▶ GOAL OF THE EXERCISE:
Please set down only the lines between the line containing "237, row 122." and the end of the records, inclusive, exactly as they stand.

(Dataset entries)
::::::

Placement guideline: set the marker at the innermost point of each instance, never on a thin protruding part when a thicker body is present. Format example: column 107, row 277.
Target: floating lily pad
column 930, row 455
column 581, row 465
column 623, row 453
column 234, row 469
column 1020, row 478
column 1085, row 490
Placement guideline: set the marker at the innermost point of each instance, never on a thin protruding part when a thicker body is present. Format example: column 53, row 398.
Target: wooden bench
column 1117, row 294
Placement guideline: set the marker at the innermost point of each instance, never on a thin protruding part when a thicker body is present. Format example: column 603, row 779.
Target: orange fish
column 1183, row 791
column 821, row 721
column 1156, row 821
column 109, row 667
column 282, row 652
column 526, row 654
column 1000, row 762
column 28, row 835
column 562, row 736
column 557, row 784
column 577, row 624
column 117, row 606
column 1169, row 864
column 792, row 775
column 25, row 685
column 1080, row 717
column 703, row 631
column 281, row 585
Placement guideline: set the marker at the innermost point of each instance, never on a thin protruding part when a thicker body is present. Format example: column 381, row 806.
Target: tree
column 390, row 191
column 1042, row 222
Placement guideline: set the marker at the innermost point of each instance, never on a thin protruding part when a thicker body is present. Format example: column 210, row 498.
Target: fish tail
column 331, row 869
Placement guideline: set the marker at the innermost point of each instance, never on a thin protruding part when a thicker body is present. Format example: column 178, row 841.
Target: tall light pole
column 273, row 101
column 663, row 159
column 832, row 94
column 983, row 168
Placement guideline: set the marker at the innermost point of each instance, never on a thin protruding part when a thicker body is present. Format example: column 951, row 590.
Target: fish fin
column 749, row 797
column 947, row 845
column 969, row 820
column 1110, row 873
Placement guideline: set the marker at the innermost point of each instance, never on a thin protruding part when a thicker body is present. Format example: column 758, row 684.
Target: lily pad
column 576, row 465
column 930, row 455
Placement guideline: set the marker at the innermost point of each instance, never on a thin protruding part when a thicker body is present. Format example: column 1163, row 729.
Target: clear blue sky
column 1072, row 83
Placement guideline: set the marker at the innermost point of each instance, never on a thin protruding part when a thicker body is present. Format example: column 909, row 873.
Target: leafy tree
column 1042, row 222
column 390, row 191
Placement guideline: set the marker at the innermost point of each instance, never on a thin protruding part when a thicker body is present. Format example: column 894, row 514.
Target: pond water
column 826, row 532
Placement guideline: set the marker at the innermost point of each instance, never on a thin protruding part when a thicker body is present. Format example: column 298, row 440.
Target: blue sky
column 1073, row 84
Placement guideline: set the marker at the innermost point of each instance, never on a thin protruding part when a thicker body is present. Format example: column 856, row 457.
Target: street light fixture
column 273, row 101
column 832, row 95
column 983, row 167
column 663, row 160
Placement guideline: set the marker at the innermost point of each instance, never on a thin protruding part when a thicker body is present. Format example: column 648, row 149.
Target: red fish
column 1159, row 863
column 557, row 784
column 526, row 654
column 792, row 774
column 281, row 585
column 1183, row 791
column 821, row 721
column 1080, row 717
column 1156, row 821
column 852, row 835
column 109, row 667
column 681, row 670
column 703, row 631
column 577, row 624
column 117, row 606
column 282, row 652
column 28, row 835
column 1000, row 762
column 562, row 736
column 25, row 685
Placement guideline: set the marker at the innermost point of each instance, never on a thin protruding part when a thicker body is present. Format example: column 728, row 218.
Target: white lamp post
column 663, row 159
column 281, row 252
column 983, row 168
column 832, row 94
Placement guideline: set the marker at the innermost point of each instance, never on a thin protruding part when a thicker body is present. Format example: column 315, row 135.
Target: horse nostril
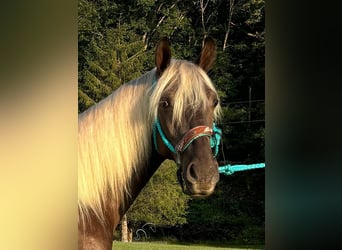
column 191, row 174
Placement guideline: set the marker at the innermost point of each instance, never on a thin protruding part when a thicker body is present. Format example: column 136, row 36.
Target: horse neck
column 138, row 181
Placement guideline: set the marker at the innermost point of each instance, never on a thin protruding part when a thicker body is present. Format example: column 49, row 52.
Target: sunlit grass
column 165, row 245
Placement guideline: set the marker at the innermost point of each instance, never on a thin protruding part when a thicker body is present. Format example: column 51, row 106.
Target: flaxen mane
column 115, row 134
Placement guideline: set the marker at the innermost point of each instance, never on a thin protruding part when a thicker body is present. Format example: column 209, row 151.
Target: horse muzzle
column 196, row 182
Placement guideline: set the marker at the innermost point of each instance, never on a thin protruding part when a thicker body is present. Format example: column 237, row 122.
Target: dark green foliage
column 116, row 43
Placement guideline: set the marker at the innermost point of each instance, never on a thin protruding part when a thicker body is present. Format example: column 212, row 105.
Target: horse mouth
column 199, row 190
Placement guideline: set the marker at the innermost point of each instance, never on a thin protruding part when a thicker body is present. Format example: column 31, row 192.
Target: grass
column 170, row 246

::::::

▶ TASK ANSWER:
Placement guideline: set the marker at the innermost point of each instance, never on a thin protruding part when a thicker body is present. Format example: column 237, row 122.
Target: dark green foliage
column 116, row 43
Placement guideline: set the marker at the innermost point of each instance, never on a thin protruding part when a thicker body is present. Format example: column 212, row 105.
Target: horse mouth
column 199, row 190
Placement guideline: set the marker at the innermost point of each instance, never on a thin protruding part when a thicker body is present. Format example: column 31, row 192.
Target: grass
column 170, row 246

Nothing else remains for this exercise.